» Exercise description: From the news release on the Stop Public Threats campaign, output the passage from "Attorney General Mark" up to and including "Mr Speakman said.".

Document excerpt Start Marker

A multimedia campaign launched today will target hate and xenophobia including online abuse and in the community during the COVID-19 pandemic.

Violence against women; source United Nations

Attorney General Mark Speakman said there were alarming reports the pandemic is fuelling racist abuse towards some members of the community.

“Stopping the spread of COVID-19 has required every member of the community to make enormous sacrifices. But the challenges we’ve faced are never an excuse for racism, scapegoating or scaremongering,” Mr Speakman said.

“We need to work together to combat abusive and violent behaviour that discriminates against cultural or religious groups as well as other sections of our community.”

The Stop Public Threats campaign will help victim-survivors and the community understand their legal rights, and ensure that threats of violence are reported to police for investigation.

Acting Minister for Multiculturalism Geoff Lee said the campaign is a valuable resource for diverse communities across NSW.

“Racial abuse and racial vilification in all their ugly forms are never acceptable and go against everything we stand for in NSW. No member of our community should ever feel attacked due to their cultural or religious background,” Mr Lee said.

Document excerpt End Marker
Material shown Start Marker

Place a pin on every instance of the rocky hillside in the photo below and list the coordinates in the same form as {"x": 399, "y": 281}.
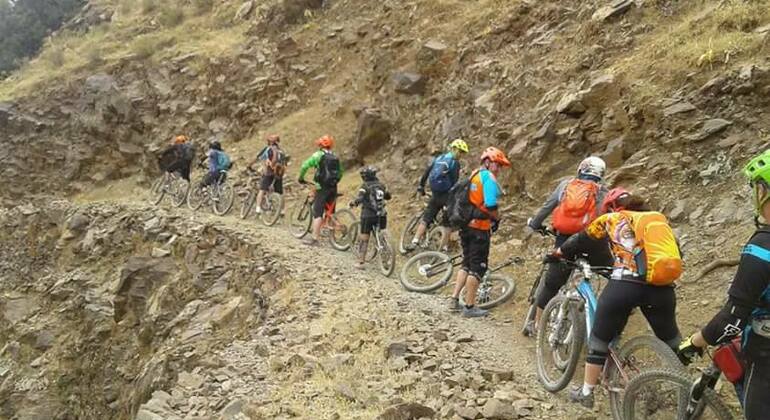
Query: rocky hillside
{"x": 135, "y": 304}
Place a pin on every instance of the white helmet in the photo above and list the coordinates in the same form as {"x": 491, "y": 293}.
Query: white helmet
{"x": 592, "y": 166}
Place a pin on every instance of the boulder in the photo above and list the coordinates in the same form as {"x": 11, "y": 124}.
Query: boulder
{"x": 409, "y": 83}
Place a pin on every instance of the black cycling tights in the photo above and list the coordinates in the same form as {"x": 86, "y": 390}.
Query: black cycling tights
{"x": 658, "y": 304}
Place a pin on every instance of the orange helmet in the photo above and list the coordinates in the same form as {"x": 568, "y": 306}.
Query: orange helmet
{"x": 326, "y": 142}
{"x": 495, "y": 155}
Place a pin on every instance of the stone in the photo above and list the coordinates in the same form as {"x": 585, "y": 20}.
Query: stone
{"x": 406, "y": 411}
{"x": 498, "y": 409}
{"x": 409, "y": 83}
{"x": 678, "y": 108}
{"x": 616, "y": 8}
{"x": 372, "y": 132}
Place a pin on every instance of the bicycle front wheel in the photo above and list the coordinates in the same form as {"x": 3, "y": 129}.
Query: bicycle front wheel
{"x": 492, "y": 292}
{"x": 560, "y": 338}
{"x": 426, "y": 272}
{"x": 271, "y": 212}
{"x": 340, "y": 232}
{"x": 408, "y": 234}
{"x": 664, "y": 394}
{"x": 636, "y": 355}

Material shown End Marker

» Completed exercise:
Attorney General Mark Speakman said there were alarming reports the pandemic is fuelling racist abuse towards some members of the community.

“Stopping the spread of COVID-19 has required every member of the community to make enormous sacrifices. But the challenges we’ve faced are never an excuse for racism, scapegoating or scaremongering,” Mr Speakman said.